What the task requires: Below are the records. Restate word for word every line from the one that contains "Query: zebra mouth" through the final line, both included.

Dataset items
=== Begin Enclosure ===
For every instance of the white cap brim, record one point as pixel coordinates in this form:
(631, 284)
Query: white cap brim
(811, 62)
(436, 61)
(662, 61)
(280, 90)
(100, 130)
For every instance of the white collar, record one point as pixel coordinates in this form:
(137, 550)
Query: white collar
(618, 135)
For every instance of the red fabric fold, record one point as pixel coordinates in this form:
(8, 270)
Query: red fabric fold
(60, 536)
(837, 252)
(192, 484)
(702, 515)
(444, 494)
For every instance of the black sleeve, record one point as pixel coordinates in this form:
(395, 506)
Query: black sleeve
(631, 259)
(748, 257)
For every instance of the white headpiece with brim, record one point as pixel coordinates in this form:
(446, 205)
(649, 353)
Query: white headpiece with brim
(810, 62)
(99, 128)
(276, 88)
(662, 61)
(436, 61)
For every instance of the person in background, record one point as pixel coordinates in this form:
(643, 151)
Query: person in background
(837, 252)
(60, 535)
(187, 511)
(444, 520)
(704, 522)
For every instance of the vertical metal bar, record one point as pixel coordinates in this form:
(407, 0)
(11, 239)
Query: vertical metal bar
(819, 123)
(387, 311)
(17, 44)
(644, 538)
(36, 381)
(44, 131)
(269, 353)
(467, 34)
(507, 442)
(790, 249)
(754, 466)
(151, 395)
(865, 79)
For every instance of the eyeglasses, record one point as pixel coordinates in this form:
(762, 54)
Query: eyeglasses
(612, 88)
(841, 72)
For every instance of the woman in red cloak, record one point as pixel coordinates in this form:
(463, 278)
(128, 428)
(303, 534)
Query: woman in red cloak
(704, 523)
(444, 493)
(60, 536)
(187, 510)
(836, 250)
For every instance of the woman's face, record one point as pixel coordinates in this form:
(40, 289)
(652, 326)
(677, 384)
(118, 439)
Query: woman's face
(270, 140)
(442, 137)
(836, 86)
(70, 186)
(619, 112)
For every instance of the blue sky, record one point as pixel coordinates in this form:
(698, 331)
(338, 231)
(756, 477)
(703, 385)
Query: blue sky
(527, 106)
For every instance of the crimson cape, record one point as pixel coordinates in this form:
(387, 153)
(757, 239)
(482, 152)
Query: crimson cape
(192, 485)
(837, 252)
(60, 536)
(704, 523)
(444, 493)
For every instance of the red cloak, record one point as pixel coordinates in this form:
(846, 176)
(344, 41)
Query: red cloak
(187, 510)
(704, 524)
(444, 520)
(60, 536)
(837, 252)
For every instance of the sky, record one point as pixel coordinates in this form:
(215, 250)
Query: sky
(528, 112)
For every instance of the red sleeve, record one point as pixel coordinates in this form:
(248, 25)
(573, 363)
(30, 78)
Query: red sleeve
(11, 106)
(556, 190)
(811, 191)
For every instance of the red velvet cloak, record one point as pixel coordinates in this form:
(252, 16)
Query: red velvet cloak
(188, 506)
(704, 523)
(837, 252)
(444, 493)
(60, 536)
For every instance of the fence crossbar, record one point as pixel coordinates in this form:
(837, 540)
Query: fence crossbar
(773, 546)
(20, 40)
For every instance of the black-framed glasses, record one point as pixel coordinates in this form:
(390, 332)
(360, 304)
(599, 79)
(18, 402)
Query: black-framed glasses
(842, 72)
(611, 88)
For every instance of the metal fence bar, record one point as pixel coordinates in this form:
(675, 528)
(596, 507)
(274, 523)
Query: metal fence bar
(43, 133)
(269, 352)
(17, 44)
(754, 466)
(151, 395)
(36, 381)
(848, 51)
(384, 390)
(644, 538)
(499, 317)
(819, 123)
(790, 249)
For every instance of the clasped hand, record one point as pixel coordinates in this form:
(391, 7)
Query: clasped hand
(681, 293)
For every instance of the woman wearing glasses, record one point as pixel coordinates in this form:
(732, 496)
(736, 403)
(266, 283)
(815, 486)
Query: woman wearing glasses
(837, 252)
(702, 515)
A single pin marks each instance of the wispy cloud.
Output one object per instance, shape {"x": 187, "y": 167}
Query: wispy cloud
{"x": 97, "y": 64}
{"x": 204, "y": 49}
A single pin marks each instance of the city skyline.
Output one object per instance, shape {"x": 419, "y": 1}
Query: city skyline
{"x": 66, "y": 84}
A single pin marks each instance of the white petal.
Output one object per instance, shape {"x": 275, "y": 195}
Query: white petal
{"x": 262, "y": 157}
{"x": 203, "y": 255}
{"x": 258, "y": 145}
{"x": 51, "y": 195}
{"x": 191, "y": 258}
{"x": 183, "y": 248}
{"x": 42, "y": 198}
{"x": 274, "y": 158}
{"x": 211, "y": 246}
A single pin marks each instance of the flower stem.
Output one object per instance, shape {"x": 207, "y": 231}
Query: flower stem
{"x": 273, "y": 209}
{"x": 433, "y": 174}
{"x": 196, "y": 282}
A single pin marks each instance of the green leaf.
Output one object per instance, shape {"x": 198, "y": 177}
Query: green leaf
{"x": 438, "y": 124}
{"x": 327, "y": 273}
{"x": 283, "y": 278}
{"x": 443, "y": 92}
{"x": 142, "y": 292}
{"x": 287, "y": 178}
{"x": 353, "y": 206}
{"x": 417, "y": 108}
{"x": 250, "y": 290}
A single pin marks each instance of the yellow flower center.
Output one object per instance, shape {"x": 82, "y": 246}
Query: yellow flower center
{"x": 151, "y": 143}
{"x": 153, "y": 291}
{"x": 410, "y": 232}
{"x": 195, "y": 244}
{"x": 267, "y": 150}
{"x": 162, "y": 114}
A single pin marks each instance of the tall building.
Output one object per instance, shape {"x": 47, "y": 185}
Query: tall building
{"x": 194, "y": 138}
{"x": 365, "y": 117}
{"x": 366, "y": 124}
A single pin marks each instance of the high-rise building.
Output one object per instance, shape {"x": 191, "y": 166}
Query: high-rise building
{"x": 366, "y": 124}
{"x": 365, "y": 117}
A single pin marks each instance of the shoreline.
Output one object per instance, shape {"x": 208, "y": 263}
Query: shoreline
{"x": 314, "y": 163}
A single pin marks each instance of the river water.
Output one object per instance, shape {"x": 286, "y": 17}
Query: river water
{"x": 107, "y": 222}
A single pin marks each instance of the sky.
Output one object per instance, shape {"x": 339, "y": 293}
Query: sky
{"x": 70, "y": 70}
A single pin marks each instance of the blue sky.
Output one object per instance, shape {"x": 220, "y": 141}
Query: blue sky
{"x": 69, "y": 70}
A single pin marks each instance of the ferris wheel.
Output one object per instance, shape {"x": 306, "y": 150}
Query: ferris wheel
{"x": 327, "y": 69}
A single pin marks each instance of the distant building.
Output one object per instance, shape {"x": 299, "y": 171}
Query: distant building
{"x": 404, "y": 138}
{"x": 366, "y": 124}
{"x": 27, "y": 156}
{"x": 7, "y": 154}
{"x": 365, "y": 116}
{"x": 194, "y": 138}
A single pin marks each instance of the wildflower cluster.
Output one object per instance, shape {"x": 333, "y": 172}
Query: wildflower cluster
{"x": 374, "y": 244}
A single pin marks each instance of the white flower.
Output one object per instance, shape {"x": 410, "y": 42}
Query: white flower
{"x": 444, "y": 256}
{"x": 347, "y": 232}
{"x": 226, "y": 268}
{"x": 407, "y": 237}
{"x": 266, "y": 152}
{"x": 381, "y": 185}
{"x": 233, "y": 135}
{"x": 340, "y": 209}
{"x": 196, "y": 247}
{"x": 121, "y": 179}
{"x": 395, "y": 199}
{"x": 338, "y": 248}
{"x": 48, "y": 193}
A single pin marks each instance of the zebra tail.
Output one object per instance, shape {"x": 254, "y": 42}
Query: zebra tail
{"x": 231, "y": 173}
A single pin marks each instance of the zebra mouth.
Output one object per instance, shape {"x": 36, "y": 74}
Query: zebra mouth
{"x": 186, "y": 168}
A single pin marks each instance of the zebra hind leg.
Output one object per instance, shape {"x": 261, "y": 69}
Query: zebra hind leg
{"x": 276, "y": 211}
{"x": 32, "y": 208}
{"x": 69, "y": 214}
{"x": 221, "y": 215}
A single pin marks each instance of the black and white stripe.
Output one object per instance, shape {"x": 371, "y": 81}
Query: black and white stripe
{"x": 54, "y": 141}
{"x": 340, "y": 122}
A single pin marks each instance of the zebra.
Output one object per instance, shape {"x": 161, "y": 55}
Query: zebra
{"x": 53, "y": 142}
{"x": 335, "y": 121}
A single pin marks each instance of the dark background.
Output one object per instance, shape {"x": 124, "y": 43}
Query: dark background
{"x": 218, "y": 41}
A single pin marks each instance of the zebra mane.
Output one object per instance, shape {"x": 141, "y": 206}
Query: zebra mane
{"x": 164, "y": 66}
=== End Enclosure ===
Exercise answer:
Query: zebra mouth
{"x": 186, "y": 168}
A single pin marks each instance of the zebra hind leg.
Output one object per instance, shape {"x": 261, "y": 69}
Query: zebra hind leg
{"x": 276, "y": 211}
{"x": 32, "y": 208}
{"x": 69, "y": 214}
{"x": 221, "y": 215}
A single pin marks each instance of the black and white stripe.
Output one object per instance, shape {"x": 371, "y": 81}
Query: black and white stripe
{"x": 54, "y": 141}
{"x": 340, "y": 122}
A single pin marks each instance of the zebra.
Output one object per instance, shape {"x": 161, "y": 55}
Query: zebra
{"x": 53, "y": 142}
{"x": 335, "y": 121}
A single pin marks each instance of the dark background.
Output one object per instance, shape {"x": 124, "y": 43}
Query: dark background
{"x": 218, "y": 41}
A single pin marks each instance of the zebra mane.
Output one object per instance, shape {"x": 141, "y": 206}
Query: zebra mane
{"x": 164, "y": 66}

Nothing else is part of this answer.